(Excerpts from a detection dataset)

* * *

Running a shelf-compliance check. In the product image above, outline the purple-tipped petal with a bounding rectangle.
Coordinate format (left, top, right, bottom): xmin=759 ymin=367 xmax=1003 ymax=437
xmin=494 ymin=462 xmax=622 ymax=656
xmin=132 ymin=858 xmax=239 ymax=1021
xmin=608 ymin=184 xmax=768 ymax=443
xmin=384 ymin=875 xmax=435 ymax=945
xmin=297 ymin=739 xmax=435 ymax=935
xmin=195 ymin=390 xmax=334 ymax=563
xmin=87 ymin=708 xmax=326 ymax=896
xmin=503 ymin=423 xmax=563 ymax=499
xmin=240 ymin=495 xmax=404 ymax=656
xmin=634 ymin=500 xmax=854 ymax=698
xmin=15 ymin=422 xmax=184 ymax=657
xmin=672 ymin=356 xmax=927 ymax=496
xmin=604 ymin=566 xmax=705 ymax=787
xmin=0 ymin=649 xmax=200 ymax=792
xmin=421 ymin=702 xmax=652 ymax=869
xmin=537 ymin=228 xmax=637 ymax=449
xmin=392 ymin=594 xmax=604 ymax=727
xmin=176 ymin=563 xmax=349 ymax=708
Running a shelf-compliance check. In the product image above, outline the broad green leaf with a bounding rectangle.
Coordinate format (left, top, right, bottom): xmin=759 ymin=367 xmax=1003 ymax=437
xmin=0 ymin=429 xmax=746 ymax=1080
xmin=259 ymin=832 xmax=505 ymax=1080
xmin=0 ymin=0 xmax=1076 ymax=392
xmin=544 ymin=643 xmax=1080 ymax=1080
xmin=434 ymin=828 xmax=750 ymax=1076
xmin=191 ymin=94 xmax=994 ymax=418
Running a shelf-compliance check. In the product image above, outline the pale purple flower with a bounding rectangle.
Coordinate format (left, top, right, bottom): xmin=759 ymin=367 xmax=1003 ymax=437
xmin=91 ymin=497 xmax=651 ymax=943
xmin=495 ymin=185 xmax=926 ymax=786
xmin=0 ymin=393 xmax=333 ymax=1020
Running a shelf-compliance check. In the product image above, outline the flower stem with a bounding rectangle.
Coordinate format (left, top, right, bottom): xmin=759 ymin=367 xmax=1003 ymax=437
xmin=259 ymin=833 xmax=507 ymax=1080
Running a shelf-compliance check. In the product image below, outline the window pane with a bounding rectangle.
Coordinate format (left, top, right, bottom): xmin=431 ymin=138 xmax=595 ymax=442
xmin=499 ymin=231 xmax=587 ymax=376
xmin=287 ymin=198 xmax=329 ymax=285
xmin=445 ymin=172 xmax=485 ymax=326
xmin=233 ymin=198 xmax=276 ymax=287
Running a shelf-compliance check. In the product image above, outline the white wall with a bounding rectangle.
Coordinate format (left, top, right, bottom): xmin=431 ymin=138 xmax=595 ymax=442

* * *

▶ _Problem details_: Reproduce the records above verbatim, starting at the line that contains "pane with a bounding rectangle." and continuing through the final line of the records.

▶ _Task output_:
Running a shelf-compliance check. In the product image below, outline the window pane with a bounding rectangle.
Coordinate format (left, top, right, bottom): xmin=431 ymin=138 xmax=595 ymax=442
xmin=499 ymin=231 xmax=587 ymax=376
xmin=287 ymin=198 xmax=329 ymax=285
xmin=445 ymin=172 xmax=485 ymax=326
xmin=233 ymin=198 xmax=276 ymax=287
Running a shelf-compliance check. In the product image above, outline the white wall with a bounding rectangle.
Coordinate format (left, top, right, bottom): xmin=431 ymin=138 xmax=595 ymax=442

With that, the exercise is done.